- PAGE EXTRACT
- - -

50 U.S. 421 | SCOTUS | 1850
JOHN DOE, EX DEM. OF CATHARINE LOUISA BARBARIE, ANN BILLUP BARDE, DANIEL R. BROWER AND ANN B. BROWER, HIS WIFE, CURTIS LEWIS AND ISABELLA LEWIS, HIS WIFE, JOHN T. LACKEY AND MARGARET LACKEY, HIS WIFE, HEIRS AND LEGAL REPRESENTATIVES OF ROBERT FARMER, DECEASED,
v.
MIGUEL D. ESLAVA, AND OTHERS, TENANTS IN POSSESSION.
Supreme Court of United States.
*434 It was argued by Mr. Phillips and Mr. Coxe, for the plaintiff in error, and Mr. Campbell, for the defendant in error.
*443 Mr. Justice WOODBURY delivered the opinion of the court.
This was a writ of error on a judgment rendered in the Supreme Court of Alabama.
Our jurisdiction to revise such a judgment is very strictly limited to cases where some right or title was set up by a party under the general government, its constitution, treaties, or laws, and was overruled. It is this Federal character of the claim decided against which furnishes some justification for a revision of a State judgment in a Federal court; and unless it be clearly of that character, the foundation as well as the policy for our interference entirely fails.
*444 So we are confined in our inquires in a writ of error like this, under the twenty-fifth section, to what appears on the record in some way or other, not only to have been set up under the United States, but decided against by the court. Montgomery v. Hernandez, 12 Wheat. 129; Crowell v. Randell, 10 Peters, 392; McKinney v. Carroll, 12 Peters, 66; Pollard's Heirs v. Kibbe, 14 Peters, 353, 360; Coons v. Gallaher, 15 Peters, 18; 16 Peters, 281; 7 Howard, 743. It must, too, be overruled improperly; otherwise there is no grievance to be redressed.
As the plaintiff asserts, that such a right or title has in this case been overruled, and that improperly, the burden to show it devolves on him (Garnett et al. v. Jenkins et al., 8 Peters, 86); and as the State tribunals are presumed to do their duty, we should not disturb their decisions, even on matters connected with the general government, unless very manifestly improper or erroneous. Carroll v. Peake, 1 Peters, 23; 13 Peters, 447; United States v. Arredondo, 6 Peters, 727; 12 Peters, 435, 436. From the record in this case, it appears that both parties claimed the land in controversy, by titles confirmed by the United States, as well as by long possession at different periods.
The possession by those under whom the plaintiff claims had continued from 1757 to 1787; while that of the defendant and his grantors had remained from the last date to the present time, with no interruption except by some legal proceedings between 1819 and 1826, which in the end terminated favorably to the defendant, and left him in the actual occupation of the premises.
The British power, under which Farmer was an officer, ceased a short time before Farmer's heirs left the country, in 1787, and the Spanish power ceased just before their return, in 1819, and for this or some other cause there seems to have been an entire abandonment of the country and of this lot by Farmer's heirs during that period of over thirty years; and a new license by the Spanish government was, therefore, soon given to those under whom Eslava claims, to enter upon it as a vacant lot; and an exclusive occupation and building on it, as if their own, followed by them and Eslava during the same period of thirty years, as well as most of the time since.

- - -

- PROBLEM A
Reproduce verbatim the portion of the court opinion that begins with the words containing "MIGUEL D. ESLAVA, AND" and ends with "interference entirely fails.".
- PROBLEM B
List every line of the records that contains the string "green", treating uppercase and lowercase letters as distinct.

- MATERIAL PROVIDED
- - -

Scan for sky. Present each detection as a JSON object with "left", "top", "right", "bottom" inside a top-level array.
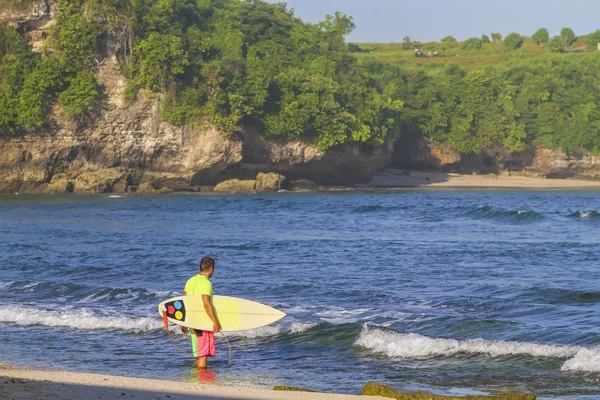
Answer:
[{"left": 268, "top": 0, "right": 600, "bottom": 43}]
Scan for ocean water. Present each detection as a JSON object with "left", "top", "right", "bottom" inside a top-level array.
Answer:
[{"left": 0, "top": 191, "right": 600, "bottom": 399}]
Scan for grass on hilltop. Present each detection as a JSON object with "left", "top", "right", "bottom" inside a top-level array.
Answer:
[{"left": 354, "top": 38, "right": 590, "bottom": 69}]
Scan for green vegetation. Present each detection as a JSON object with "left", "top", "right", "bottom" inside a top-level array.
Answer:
[
  {"left": 531, "top": 28, "right": 550, "bottom": 46},
  {"left": 0, "top": 0, "right": 403, "bottom": 149},
  {"left": 548, "top": 36, "right": 565, "bottom": 53},
  {"left": 0, "top": 0, "right": 600, "bottom": 158},
  {"left": 585, "top": 29, "right": 600, "bottom": 50},
  {"left": 442, "top": 35, "right": 458, "bottom": 44},
  {"left": 560, "top": 28, "right": 577, "bottom": 46},
  {"left": 462, "top": 38, "right": 483, "bottom": 50},
  {"left": 504, "top": 32, "right": 524, "bottom": 50}
]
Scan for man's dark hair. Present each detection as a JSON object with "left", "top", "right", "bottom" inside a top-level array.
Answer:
[{"left": 200, "top": 257, "right": 215, "bottom": 272}]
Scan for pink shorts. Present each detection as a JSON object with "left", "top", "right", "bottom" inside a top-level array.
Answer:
[{"left": 190, "top": 329, "right": 217, "bottom": 357}]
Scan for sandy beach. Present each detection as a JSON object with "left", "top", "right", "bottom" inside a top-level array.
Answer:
[
  {"left": 0, "top": 364, "right": 380, "bottom": 400},
  {"left": 369, "top": 169, "right": 600, "bottom": 190}
]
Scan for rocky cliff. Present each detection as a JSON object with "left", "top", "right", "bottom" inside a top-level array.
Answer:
[
  {"left": 0, "top": 52, "right": 393, "bottom": 193},
  {"left": 0, "top": 0, "right": 600, "bottom": 193},
  {"left": 390, "top": 137, "right": 600, "bottom": 179},
  {"left": 0, "top": 0, "right": 393, "bottom": 193}
]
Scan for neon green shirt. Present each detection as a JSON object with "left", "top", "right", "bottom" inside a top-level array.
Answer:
[{"left": 184, "top": 274, "right": 212, "bottom": 299}]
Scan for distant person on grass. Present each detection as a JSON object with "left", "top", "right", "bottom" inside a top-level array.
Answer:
[{"left": 181, "top": 257, "right": 221, "bottom": 369}]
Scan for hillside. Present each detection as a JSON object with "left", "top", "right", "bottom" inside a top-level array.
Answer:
[
  {"left": 354, "top": 37, "right": 594, "bottom": 70},
  {"left": 0, "top": 0, "right": 600, "bottom": 191}
]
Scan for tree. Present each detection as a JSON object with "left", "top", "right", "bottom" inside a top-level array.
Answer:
[
  {"left": 531, "top": 28, "right": 550, "bottom": 46},
  {"left": 135, "top": 32, "right": 187, "bottom": 90},
  {"left": 548, "top": 36, "right": 564, "bottom": 53},
  {"left": 585, "top": 29, "right": 600, "bottom": 50},
  {"left": 560, "top": 28, "right": 577, "bottom": 46},
  {"left": 462, "top": 38, "right": 481, "bottom": 50},
  {"left": 504, "top": 32, "right": 523, "bottom": 50},
  {"left": 50, "top": 0, "right": 104, "bottom": 73},
  {"left": 58, "top": 71, "right": 98, "bottom": 117}
]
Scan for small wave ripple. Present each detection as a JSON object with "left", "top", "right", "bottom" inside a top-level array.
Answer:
[
  {"left": 0, "top": 305, "right": 319, "bottom": 338},
  {"left": 355, "top": 326, "right": 600, "bottom": 372},
  {"left": 0, "top": 305, "right": 164, "bottom": 333},
  {"left": 569, "top": 210, "right": 600, "bottom": 221},
  {"left": 465, "top": 206, "right": 544, "bottom": 223}
]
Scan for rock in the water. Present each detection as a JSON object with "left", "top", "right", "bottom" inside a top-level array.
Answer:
[
  {"left": 135, "top": 182, "right": 154, "bottom": 193},
  {"left": 156, "top": 186, "right": 173, "bottom": 194},
  {"left": 214, "top": 179, "right": 256, "bottom": 194},
  {"left": 112, "top": 179, "right": 127, "bottom": 193},
  {"left": 256, "top": 172, "right": 286, "bottom": 192},
  {"left": 289, "top": 179, "right": 319, "bottom": 190},
  {"left": 73, "top": 168, "right": 124, "bottom": 193}
]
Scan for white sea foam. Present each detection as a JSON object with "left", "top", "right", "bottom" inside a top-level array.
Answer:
[
  {"left": 561, "top": 346, "right": 600, "bottom": 372},
  {"left": 0, "top": 306, "right": 164, "bottom": 333},
  {"left": 355, "top": 326, "right": 600, "bottom": 372},
  {"left": 227, "top": 321, "right": 318, "bottom": 338},
  {"left": 0, "top": 282, "right": 14, "bottom": 289}
]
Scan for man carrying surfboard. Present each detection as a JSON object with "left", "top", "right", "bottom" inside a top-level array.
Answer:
[{"left": 181, "top": 257, "right": 221, "bottom": 369}]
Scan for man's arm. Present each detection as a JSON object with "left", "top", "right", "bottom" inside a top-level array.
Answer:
[
  {"left": 181, "top": 290, "right": 187, "bottom": 335},
  {"left": 202, "top": 294, "right": 221, "bottom": 333}
]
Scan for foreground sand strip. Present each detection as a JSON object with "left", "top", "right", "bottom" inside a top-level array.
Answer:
[{"left": 0, "top": 365, "right": 382, "bottom": 400}]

- - -

- CORRECT RESPONSE A
MIGUEL D. ESLAVA, AND OTHERS, TENANTS IN POSSESSION.
Supreme Court of United States.
*434 It was argued by Mr. Phillips and Mr. Coxe, for the plaintiff in error, and Mr. Campbell, for the defendant in error.
*443 Mr. Justice WOODBURY delivered the opinion of the court.
This was a writ of error on a judgment rendered in the Supreme Court of Alabama.
Our jurisdiction to revise such a judgment is very strictly limited to cases where some right or title was set up by a party under the general government, its constitution, treaties, or laws, and was overruled. It is this Federal character of the claim decided against which furnishes some justification for a revision of a State judgment in a Federal court; and unless it be clearly of that character, the foundation as well as the policy for our interference entirely fails.

- CORRECT RESPONSE B
Scan for green vegetation. Present each detection as a JSON object with "left", "top", "right", "bottom" inside a top-level array.
Scan for neon green shirt. Present each detection as a JSON object with "left", "top", "right", "bottom" inside a top-level array.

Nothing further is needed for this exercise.